[TASK INSTRUCTIONS] Exactly reproduce the line containing "brown fence section" together with every line after it, through the end of the entries, and give nothing more.

(RECORDED DATA Opens)

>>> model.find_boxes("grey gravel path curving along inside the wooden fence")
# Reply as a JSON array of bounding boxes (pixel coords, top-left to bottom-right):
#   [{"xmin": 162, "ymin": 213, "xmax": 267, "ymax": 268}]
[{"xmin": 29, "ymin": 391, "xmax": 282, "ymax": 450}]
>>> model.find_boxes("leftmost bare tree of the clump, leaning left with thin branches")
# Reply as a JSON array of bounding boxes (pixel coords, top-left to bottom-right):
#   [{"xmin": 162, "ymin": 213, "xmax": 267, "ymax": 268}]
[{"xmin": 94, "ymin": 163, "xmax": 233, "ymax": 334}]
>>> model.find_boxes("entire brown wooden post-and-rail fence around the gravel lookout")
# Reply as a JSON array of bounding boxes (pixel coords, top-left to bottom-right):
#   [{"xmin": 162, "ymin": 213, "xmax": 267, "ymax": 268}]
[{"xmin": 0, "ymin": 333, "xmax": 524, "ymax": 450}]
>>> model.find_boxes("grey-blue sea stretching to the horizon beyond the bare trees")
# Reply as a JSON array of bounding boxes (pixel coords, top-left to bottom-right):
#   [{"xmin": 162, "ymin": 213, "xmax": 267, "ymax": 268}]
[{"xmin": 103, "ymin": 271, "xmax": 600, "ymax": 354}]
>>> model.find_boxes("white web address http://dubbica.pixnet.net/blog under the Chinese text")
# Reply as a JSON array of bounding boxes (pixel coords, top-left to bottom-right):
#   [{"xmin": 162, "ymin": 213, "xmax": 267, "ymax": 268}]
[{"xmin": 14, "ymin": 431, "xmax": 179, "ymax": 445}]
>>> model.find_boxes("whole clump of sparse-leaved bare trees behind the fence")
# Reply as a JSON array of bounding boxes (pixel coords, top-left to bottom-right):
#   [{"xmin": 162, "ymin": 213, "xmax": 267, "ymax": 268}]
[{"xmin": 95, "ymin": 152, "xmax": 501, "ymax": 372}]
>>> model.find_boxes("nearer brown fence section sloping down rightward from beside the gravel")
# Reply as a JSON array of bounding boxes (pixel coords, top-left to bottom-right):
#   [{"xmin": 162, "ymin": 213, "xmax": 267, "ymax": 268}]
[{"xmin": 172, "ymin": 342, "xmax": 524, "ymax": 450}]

(RECORDED DATA Closes)

[THE ANSWER]
>>> model.find_boxes("nearer brown fence section sloping down rightward from beside the gravel")
# Reply as a JSON array of bounding boxes (pixel coords, top-left to bottom-right):
#   [{"xmin": 162, "ymin": 213, "xmax": 267, "ymax": 268}]
[{"xmin": 172, "ymin": 342, "xmax": 524, "ymax": 450}]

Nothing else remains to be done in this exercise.